**Exercice proposé 1:** Dans la critique du film Little Black Spiders, qui a réalisé la mise en scène ?
**Exercice proposé 2:** Poursuivez la critique du film Little Black Spiders après sa dernière phrase.

**Extrait du texte:**
"""

Little Black Spiders, émotion et sensibilité

Il est très rare qu’un film belge fasse l’unanimité mais Little Black Spiders pourrait bien la faire. Inspiré d’une histoire vraie, ce film nous heurte par l’excellence de sa réalisation.

Voici venir à l’horizon la sortie du film « Little Black Spiders » narrant l’histoire véridique de plusieurs jeunes filles enceintes envoyées en pension afin d’accoucher dans la sérénité mais surtout dans l’anonymat.

Ne tournons pas autour du pot, ce film flamand est un pur bijou du septième art et mérite certainement de nombreux prix pour la mise en scène époustouflante de Patrice Toye mais aussi pour les interprétations bluffantes de jeunes actrices belges jusqu’ici méconnues. Ce récit dramatique est inspiré d’une histoire vraie s’étant déroulée en Belgique et dont nous ignorions l’existence.

Le fossé linguistique

Dans notre petit royaume, les âmes sont nombreuses mais le territoire ne s’étend que sur une surface aussi plane que dérisoire. Pourtant, et ce n’est pas un scoop, le fossé culturel qui sépare les deux communautés principales du pays est immense. C’est pour cette raison que le cinéma néerlandophone ne perce pas vraiment en Wallonie et vice-versa. Un manque d’ouverture dommageable pour les cinéphiles car la Flandre a une belle carte à jouer sur le plan international en produisant des films de qualité. Une qualité incontestable qui nous amène même au constat d’avouer que les deux derniers coups de cœur qui nous ont été amené de voir étaient flamands, Hasta la Vista et Little Black Spiders. Malgré cela, le cinéma flamand s’inscrit totalement dans la lignée du film belge qui tient en estime l’individu et sa situation sociale plutôt que le groupe et la cocasserie dont les studios hexagonaux sont beaucoup plus friands.

"""

**Données:**
"""

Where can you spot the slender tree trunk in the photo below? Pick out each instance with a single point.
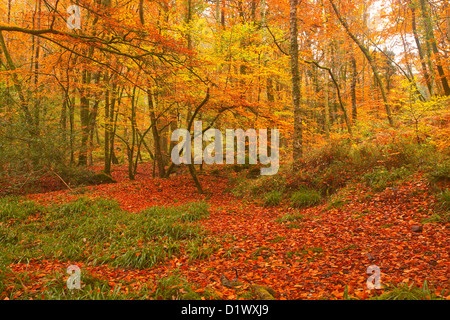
(353, 89)
(432, 40)
(296, 94)
(371, 61)
(420, 51)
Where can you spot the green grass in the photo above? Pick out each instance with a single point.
(380, 178)
(98, 231)
(305, 198)
(290, 217)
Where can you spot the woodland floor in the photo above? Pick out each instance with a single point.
(313, 257)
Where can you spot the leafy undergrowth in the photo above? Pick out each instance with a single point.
(194, 243)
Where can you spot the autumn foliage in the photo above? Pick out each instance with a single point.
(359, 91)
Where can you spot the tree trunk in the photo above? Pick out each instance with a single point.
(432, 40)
(371, 61)
(296, 94)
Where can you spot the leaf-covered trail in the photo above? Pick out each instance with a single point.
(314, 256)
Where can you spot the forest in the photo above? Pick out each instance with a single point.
(224, 150)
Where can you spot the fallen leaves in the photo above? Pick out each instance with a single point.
(319, 258)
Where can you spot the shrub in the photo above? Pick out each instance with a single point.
(305, 198)
(441, 173)
(380, 177)
(444, 199)
(273, 198)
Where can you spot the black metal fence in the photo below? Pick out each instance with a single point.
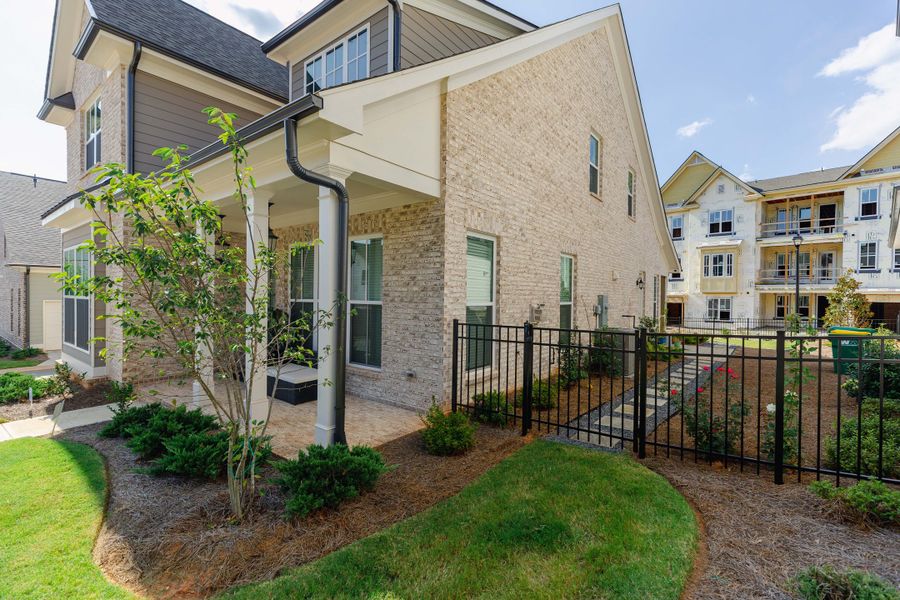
(806, 406)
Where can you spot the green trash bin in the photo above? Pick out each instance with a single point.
(845, 346)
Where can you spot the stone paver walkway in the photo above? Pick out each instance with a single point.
(612, 424)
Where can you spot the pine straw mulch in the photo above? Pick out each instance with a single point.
(171, 537)
(86, 395)
(759, 535)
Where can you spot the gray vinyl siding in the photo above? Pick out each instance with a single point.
(73, 238)
(167, 115)
(428, 37)
(379, 51)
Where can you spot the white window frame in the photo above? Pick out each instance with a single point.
(862, 193)
(76, 298)
(315, 299)
(717, 217)
(571, 302)
(672, 226)
(493, 303)
(351, 302)
(863, 268)
(631, 193)
(719, 304)
(594, 138)
(92, 156)
(726, 265)
(323, 57)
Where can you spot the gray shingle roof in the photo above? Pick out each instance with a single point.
(22, 200)
(800, 179)
(182, 31)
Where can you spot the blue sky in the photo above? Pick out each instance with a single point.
(759, 86)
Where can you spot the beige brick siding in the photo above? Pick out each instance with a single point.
(516, 152)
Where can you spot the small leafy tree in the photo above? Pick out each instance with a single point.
(847, 307)
(176, 299)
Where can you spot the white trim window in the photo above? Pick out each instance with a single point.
(92, 130)
(305, 289)
(630, 191)
(868, 256)
(594, 166)
(344, 62)
(566, 290)
(721, 222)
(366, 277)
(718, 265)
(868, 203)
(676, 227)
(718, 309)
(77, 299)
(480, 300)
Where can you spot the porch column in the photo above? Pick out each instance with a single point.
(328, 343)
(257, 236)
(204, 358)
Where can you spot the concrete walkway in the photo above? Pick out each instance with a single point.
(41, 426)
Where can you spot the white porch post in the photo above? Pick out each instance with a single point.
(329, 205)
(257, 235)
(204, 358)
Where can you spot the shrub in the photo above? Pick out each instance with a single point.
(128, 419)
(204, 455)
(827, 583)
(326, 477)
(490, 408)
(447, 434)
(14, 387)
(867, 501)
(148, 440)
(868, 431)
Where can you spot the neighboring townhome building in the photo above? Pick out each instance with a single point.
(738, 241)
(29, 257)
(497, 172)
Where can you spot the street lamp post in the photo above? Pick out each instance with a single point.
(798, 240)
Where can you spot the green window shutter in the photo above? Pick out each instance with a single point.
(480, 271)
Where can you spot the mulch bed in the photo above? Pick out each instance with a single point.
(758, 536)
(86, 395)
(172, 537)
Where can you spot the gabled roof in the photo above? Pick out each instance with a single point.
(188, 34)
(798, 180)
(22, 200)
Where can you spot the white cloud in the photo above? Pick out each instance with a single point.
(692, 129)
(876, 60)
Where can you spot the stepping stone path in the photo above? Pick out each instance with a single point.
(613, 423)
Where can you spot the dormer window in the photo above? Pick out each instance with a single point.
(92, 135)
(345, 62)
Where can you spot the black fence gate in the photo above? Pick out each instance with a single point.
(804, 405)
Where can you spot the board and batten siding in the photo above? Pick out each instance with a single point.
(428, 37)
(379, 63)
(167, 115)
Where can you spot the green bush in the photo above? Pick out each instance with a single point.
(447, 434)
(868, 431)
(490, 408)
(148, 440)
(203, 455)
(827, 583)
(326, 477)
(867, 501)
(14, 387)
(128, 419)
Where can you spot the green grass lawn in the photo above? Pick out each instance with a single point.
(8, 363)
(52, 496)
(552, 521)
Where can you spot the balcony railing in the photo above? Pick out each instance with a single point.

"""

**Réponse écrite 1:** Patrice Toye.

**Réponse écrite 2:**
Quand l’Eglise fustige la création

La petite araignée noire, c’est celle qui tisse sa toile dans le coin d’une pièce à l’abris des regards. Discrète et inoffensive, elle n’en reste pas moins nuisible aux yeux des gens. Ces jeunes filles cachées dans le grenier d’un hôpital de province sont les prédateurs vertébrés de la toute puissante église catholique qui ne tolère dans ses rangs que le standard, l’uniformité mais surtout, la propreté physique et morale. Traitées telles des impures, ces jeunes jouvencelles sont placées sous l’égide de bonnes soeurs qui feront tout ce qui est en leur pouvoir pour cacher aux yeux des gens la honte de donner naissance à un âge précoce. Et pour cause, faisons fi de toute fracture émotionnelle engendrée chez ces jeunes femmes à la grossesse souvent non désirée. Voilons la réalité de la vie et méprisons les désirs de l’individu au profit d’une pseudo-moralité sociétaire moyenâgeuse.

Ce film impose évidement au spectateur de casser ses codes et de poser un regard critique sur la société belge de la fin des années 80, c’est-à-dire hier. Le spectateur, mal à l’aise dans ce jugement, voit une dure réalité qui frappe encore aujourd’hui de nombreux pays à travers le monde : les grossesses honteuses. Alors, ce long métrage s’érige-t-il en pamphlet de la religion ? Pas tout à fait, il ne fait que relater une tranche de vie et la contradiction d’une institution millénaire, symbole de la création mais porte-drapeau de la stabilité et du conservatisme.

L’isolement contre-libertaire

Katja, incarnée par la sublime Line Pillet, est l'emblème du contre-pouvoir. Seule, orpheline et éperdue par une relation ambiguë qu’elle pense idyllique, elle est l’une des seules à voir l’envers du décor. Bien plus futée et mature que ses congénères, elle est bien décidée à changer la donne. Son personnage est à la fois simple et complexe. Ses allures de jeune fille de bonne famille à la mèche bien mise contredisent ses blessures internes qui l’ont certainement amenée à cet endroit. Fragile comme du verre blanc mais déterminée comme le dernier homme, Katja est une icône, le genre de personnage qui ne laisse personne indifférent.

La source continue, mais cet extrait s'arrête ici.